═════ 所给文本

概述
在开发 AI 代理应用时,错误处理是确保应用稳定性和用户体验的关键。本文将介绍完整的错误处理方法、代码示例和优雅处理失败的策略。
为什么错误处理很重要?
想象一下,如果你的 AI 助手在用户提问时突然崩溃,或者显示一堆技术错误信息,用户会有什么感受?
好的错误处理就像给你的应用装上"安全气囊",在出现问题时:
-
保护应用不崩溃
-
给用户友好的提示
-
记录问题以便修复
-
自动恢复或重试
常见的错误类型
1. 网络错误
-
API 调用超时
-
网络连接中断
-
DNS 解析失败
2. API 错误
-
API 密钥无效
-
配额超限
-
速率限制
-
模型不可用
3. 输入错误
-
消息过长
-
格式不正确
-
包含非法内容
4. 系统错误
-
内存不足
-
磁盘空间不足
-
依赖服务不可用
错误处理的基本原则
1. 捕获所有异常
❌ 不好的做法:不处理异常
public async Task<string> ProcessMessage(string message)
{
// 如果出错,整个应用会崩溃
var thread = new AgentThread();
await thread.AddUserMessageAsync(message);
var response = await _agent.InvokeAsync(thread);
return response.Content;
}
✅ 好的做法:捕获并处理异常
public async Task<string> ProcessMessage(string message)
{
try
{
var thread = new AgentThread();
await thread.AddUserMessageAsync(message);
var response = await _agent.InvokeAsync(thread);
return response.Content;
}
catch (Exception ex)

══════════
═════ 记录摘录

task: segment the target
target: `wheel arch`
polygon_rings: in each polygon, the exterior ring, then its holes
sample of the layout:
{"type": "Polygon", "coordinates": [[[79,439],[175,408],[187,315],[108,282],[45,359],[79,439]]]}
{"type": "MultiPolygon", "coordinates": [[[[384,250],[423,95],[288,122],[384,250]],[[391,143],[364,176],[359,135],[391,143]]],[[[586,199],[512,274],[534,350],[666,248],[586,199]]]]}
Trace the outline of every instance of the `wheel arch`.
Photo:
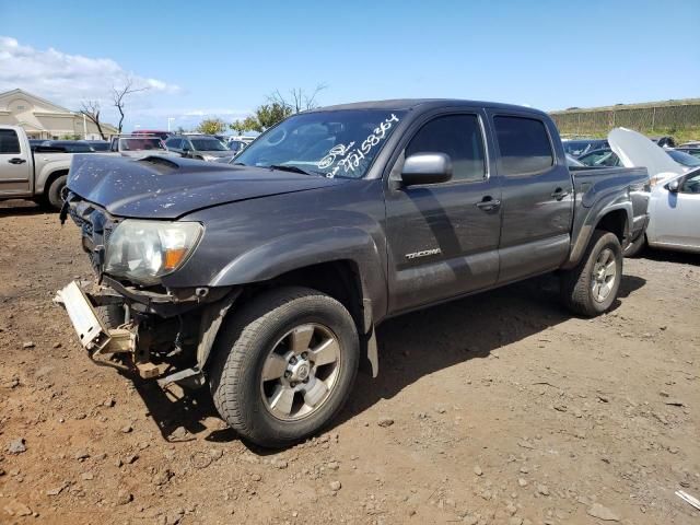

══════════

▸ **任务要求**:
根据这篇讲错误处理的文本作答:
1. 文中把好的错误处理比作什么?
2. "API 错误"一类下列出了哪几种情况?
3. 错误处理基本原则的第一条是什么?

▸ **结果**:
1. 给应用装上的"安全气囊"。
2. API 密钥无效、配额超限、速率限制、模型不可用。
3. 捕获所有异常。